The task
Starting at the line that contains "Task: For every instance of the spiral" and continuing through the last of the records, write those lines out again, requests included. Multiply every x,y coordinate in the answers by 0.7 and round to whole numbers, with halves rounding up.

Raw records
_ _ _

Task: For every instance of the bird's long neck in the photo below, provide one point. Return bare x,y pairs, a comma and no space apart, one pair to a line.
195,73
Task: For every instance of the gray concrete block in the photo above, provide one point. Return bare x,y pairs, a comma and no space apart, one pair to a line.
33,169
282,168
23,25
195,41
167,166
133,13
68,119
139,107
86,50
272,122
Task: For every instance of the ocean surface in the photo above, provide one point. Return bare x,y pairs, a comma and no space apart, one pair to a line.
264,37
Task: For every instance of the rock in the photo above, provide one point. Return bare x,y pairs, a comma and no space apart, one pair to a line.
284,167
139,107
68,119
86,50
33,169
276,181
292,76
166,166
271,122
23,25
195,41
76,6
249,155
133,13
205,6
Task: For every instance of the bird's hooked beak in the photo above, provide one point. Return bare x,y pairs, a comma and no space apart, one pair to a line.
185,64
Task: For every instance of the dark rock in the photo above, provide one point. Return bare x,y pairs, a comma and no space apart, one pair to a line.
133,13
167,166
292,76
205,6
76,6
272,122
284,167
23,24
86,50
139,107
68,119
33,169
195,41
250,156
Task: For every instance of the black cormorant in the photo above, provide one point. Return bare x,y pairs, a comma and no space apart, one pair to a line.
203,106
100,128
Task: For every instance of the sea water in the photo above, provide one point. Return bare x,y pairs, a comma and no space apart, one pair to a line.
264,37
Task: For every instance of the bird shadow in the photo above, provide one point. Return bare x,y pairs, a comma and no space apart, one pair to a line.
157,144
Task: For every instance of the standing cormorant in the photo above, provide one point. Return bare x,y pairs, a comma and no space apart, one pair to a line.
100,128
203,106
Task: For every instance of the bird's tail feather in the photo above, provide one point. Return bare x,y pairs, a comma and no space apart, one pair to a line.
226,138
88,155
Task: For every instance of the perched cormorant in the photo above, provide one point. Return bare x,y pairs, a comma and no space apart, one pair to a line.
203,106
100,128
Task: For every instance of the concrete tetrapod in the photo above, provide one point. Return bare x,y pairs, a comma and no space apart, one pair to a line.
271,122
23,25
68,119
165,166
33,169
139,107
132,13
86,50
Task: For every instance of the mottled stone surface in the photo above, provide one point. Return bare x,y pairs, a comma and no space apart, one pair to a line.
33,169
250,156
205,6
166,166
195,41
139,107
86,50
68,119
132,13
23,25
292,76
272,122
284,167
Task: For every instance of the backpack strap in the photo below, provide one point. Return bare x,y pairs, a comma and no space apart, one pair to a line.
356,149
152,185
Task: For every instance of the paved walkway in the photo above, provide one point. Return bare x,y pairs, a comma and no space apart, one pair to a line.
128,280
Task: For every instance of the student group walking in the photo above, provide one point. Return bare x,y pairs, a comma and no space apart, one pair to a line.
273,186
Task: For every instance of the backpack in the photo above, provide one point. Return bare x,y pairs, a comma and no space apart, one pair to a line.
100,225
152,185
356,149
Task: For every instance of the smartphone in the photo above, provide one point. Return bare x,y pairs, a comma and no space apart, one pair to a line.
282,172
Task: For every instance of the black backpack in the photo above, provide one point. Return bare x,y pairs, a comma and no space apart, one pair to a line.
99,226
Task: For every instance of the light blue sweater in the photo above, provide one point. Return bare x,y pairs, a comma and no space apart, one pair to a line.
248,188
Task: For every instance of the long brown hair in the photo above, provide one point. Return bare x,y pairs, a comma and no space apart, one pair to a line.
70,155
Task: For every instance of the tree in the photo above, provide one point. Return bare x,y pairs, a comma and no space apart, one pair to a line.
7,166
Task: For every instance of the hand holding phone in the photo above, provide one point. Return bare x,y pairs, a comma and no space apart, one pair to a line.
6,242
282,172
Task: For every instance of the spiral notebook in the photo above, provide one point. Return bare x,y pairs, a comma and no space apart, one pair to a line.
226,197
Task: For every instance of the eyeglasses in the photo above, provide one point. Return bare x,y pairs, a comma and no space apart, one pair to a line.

_ _ _

Task answer
Task: For every instance of the spiral notebook in the photo above, provide one point. Return bare x,y pairs, a comma and no space apart, one pair to a line.
158,138
Task: For every instance of the eyeglasses in the photo above, provide one point. Return bare x,y pairs, a comma and no space apart, one pair to a line.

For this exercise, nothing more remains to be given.